## Extract to read:
╭──

And so I tell you, keep on asking, and you will receive what you ask for. Keep on seeking, and you will find. Keep on knocking, and the door will be opened to you. For everyone who asks, receives. Everyone who seeks, finds. And to everyone who knocks, the door will be opened.

You fathers—if your children ask for a fish, do you give them a snake instead? Or if they ask for an egg, do you give them a scorpion? Of course not! So if you sinful people know how to give good gifts to your children, how much more will your heavenly Father give the Holy Spirit to those who ask him.

So God longs to give good gifts to his children. But why should we have to ask, pondered Hipps, rhetorically, when God is god anyway, and can do what God sovereignly wills for our good, without our permission or cooperation?

There is a pedestrian crossing outside his office in Seattle. It has a pole and a button, and folk who wish to cross the road press that button and wait for the lights to switch ,and the Don't Walk sign to change to Walk. We in NZ know about those buttons. Sometimes you stand there for ages before it changes, sometimes the response to your button-pressing is almost instant. You actually don't know if there is any connection between the button and the phasing of the lights but you press it anyway. And eventually it changes. This is where my thoughts leapt back to that pigeon cage in 1970, and a bird frantically pecking a button because once or twice, ten minutes ago, pecking that button gave him some grain. And a Korean lad clicking away for fifty hours because sometimes by doing that he achieved a target and moved up a level. Is our intercessory prayer life any different from that mindless addiction?

Shane Hipps didn't say this, but here is where my thinking went. The only way to prove that button is connected electronically to the pedestrian lights would be to have an electrical engineer uncover the wiring and trace it back. And the point of this passage, about eggs and scorpions, is the uncovering of the circuitry of prayer. Earthly fathers can be trusted, in the main, to protect and bless their children. How much more trustworthy is our heavenly Father, says Jesus. He encourages us to ask, seek and knock, and promises good gifts, not the least of which is the presence and power of his very own Spirit.

╰──

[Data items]
╭──

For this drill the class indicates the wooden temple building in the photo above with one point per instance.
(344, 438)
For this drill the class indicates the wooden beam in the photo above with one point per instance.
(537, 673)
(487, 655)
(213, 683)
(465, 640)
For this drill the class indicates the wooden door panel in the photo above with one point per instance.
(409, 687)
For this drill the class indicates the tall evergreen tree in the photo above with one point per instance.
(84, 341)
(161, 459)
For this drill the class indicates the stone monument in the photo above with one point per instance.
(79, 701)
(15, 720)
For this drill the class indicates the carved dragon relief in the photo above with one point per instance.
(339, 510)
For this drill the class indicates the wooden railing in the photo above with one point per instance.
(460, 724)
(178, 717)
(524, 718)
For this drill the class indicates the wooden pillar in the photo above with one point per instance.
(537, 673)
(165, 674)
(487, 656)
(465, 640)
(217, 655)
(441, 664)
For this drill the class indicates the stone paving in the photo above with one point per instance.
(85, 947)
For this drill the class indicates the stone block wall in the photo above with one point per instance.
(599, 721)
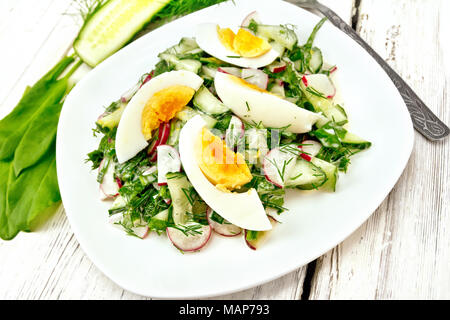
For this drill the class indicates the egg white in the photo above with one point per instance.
(242, 209)
(208, 39)
(129, 138)
(255, 106)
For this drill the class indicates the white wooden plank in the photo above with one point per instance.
(401, 251)
(49, 264)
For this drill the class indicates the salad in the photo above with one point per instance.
(210, 139)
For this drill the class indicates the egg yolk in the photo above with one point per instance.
(163, 106)
(244, 42)
(223, 168)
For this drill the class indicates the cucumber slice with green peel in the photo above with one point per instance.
(207, 102)
(284, 36)
(181, 64)
(178, 186)
(185, 45)
(330, 170)
(316, 61)
(306, 176)
(112, 26)
(333, 112)
(352, 139)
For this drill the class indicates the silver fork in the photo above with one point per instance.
(424, 120)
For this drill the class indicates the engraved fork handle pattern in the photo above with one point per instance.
(424, 120)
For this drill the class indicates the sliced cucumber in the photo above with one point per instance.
(284, 36)
(159, 221)
(179, 186)
(316, 61)
(330, 170)
(355, 142)
(332, 111)
(208, 72)
(306, 176)
(187, 113)
(175, 129)
(185, 45)
(112, 26)
(119, 205)
(112, 120)
(181, 64)
(207, 102)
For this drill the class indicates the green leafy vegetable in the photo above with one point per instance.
(26, 201)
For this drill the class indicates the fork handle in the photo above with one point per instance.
(424, 120)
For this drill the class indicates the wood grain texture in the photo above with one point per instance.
(401, 252)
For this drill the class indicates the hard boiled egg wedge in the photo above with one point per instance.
(218, 42)
(155, 102)
(242, 209)
(254, 104)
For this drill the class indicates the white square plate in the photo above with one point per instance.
(316, 221)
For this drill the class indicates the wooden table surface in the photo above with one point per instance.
(401, 252)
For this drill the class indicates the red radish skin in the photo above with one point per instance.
(305, 81)
(189, 243)
(279, 69)
(306, 157)
(226, 230)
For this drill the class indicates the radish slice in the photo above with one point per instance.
(278, 165)
(192, 242)
(311, 147)
(277, 66)
(109, 187)
(235, 132)
(231, 70)
(168, 161)
(251, 16)
(225, 229)
(320, 83)
(257, 77)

╰──

## What the task asks:
How would you say this sentence from the reflection on prayer in Spanish: "Earthly fathers can be trusted, in the main, to protect and bless their children."

## Complete output:
En general, se puede confiar en que los padres terrenales protejan y bendigan a sus hijos.